# Task to carry out
Output the lines below from the line with "Retail shelf audit: highlight the wispy" through the line with "[0,128,313,146]" as a JSON list of strings, one string per line, with blank lines left out.

# Bounding-box records
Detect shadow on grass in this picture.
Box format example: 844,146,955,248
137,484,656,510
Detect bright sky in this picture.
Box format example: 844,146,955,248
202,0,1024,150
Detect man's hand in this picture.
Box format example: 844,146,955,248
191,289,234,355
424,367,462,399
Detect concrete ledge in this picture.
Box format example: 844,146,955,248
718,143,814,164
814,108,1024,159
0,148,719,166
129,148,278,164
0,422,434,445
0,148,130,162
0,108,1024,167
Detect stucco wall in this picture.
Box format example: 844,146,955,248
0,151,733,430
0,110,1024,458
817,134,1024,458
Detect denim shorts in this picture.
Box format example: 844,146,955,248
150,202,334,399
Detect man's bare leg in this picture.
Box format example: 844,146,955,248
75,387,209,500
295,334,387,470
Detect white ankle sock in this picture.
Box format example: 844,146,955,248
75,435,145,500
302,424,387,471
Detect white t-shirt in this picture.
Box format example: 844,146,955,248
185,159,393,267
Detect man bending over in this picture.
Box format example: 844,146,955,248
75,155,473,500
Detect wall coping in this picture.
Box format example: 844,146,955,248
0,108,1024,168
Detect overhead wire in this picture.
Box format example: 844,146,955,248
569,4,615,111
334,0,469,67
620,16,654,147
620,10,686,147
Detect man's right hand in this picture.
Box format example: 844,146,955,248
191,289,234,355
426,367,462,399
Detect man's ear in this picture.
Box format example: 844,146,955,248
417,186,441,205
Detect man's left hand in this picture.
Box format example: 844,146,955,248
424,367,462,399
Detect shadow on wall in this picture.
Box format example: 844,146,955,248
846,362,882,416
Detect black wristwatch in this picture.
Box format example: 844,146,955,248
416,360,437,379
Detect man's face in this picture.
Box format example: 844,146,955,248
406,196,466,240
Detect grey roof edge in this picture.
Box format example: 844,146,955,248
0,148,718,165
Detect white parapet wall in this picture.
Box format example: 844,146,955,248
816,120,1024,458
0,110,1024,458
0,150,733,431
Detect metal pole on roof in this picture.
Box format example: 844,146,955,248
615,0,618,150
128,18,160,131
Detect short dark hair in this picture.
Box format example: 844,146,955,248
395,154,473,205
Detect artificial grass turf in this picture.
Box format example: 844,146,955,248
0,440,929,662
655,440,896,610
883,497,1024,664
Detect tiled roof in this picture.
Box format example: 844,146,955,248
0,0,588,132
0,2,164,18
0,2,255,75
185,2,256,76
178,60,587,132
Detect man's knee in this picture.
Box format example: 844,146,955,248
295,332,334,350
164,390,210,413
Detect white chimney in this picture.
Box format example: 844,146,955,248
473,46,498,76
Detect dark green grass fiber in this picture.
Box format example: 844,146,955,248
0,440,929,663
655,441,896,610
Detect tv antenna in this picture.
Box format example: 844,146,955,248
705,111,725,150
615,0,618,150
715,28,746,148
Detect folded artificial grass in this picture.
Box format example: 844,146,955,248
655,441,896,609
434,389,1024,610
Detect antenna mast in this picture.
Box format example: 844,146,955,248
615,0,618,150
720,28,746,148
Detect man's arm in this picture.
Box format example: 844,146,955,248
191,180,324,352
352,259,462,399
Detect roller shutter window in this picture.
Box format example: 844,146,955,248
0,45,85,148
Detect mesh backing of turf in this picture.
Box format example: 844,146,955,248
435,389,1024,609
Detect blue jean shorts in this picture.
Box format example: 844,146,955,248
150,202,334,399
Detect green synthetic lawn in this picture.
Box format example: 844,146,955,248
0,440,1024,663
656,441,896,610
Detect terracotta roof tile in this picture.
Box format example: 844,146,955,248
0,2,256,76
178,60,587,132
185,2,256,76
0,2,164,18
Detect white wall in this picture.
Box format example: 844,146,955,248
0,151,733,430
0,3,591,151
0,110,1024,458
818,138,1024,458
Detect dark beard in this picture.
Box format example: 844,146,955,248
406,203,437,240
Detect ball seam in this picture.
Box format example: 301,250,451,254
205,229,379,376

* * *

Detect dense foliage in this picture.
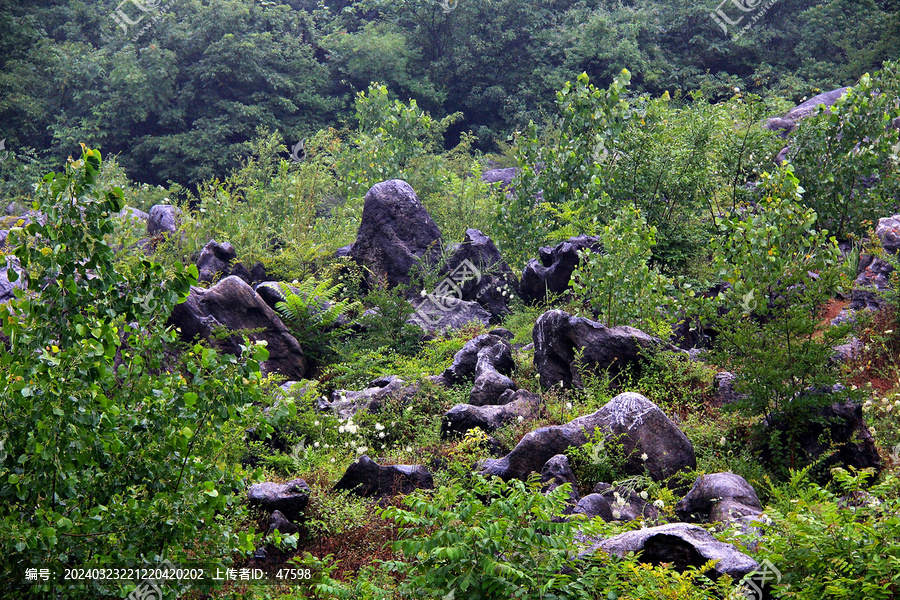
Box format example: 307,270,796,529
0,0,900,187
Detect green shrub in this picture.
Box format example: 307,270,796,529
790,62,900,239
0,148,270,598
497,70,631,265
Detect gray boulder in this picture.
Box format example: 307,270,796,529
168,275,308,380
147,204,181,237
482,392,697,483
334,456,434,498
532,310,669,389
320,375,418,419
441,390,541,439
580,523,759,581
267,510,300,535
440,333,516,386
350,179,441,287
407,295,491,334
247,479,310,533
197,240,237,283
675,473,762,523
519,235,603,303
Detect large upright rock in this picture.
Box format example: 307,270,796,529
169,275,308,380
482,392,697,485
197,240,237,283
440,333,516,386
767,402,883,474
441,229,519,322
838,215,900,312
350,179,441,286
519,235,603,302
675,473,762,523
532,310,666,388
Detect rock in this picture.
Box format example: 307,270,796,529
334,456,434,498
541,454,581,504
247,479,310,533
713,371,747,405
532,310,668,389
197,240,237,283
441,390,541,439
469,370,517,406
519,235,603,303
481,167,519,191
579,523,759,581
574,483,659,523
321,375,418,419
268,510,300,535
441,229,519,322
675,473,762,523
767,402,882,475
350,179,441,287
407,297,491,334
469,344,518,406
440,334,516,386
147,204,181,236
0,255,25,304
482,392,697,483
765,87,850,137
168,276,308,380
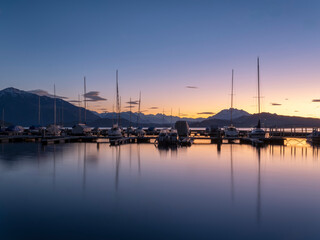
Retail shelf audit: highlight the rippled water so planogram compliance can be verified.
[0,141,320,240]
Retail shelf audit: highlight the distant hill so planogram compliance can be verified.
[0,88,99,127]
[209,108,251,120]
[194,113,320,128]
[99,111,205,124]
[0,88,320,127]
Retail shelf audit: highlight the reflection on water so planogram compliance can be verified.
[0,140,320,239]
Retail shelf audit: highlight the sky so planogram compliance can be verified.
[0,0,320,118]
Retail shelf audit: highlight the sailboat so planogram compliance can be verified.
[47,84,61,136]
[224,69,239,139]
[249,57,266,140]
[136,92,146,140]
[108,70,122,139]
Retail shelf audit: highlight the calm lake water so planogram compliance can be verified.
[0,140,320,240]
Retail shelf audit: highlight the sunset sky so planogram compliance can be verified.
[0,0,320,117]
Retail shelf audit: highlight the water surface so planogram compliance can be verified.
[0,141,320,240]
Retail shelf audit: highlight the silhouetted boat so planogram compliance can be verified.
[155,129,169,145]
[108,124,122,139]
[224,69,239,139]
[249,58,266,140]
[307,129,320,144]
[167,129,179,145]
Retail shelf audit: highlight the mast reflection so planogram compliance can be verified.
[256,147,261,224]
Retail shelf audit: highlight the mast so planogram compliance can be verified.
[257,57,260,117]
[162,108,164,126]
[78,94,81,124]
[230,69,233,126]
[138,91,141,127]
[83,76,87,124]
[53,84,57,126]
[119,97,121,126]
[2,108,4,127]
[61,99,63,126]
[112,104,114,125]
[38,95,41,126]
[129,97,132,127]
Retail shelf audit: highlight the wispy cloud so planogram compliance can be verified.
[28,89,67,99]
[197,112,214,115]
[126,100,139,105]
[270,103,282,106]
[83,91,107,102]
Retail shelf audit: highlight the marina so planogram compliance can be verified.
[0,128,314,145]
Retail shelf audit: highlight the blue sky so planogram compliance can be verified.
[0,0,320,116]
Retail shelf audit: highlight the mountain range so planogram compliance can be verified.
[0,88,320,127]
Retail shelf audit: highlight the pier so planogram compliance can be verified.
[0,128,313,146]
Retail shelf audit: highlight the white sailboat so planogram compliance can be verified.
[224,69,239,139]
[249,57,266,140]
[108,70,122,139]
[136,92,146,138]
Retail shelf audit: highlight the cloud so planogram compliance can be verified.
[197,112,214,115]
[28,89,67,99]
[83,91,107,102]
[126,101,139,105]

# Task result
[
  "Retail shelf audit: highlight the wispy cloud so planogram compliance can be verified.",
  "[28,89,67,99]",
  "[197,112,214,115]",
  "[126,100,139,105]",
  "[270,103,282,106]",
  "[83,91,107,102]",
  "Retail shelf audit: highlight the marina so planogram compliance can be verified.",
  "[0,128,314,145]",
  "Retail shelf audit: highlight the blue sky so planogram compliance can be verified.",
  "[0,0,320,116]",
  "Retail shelf audit: highlight the mountain range so planogram compliance can be verified.",
  "[0,88,320,127]",
  "Retail shelf audit: highlight the pier so planogram compliance can be verified.",
  "[0,128,313,146]"
]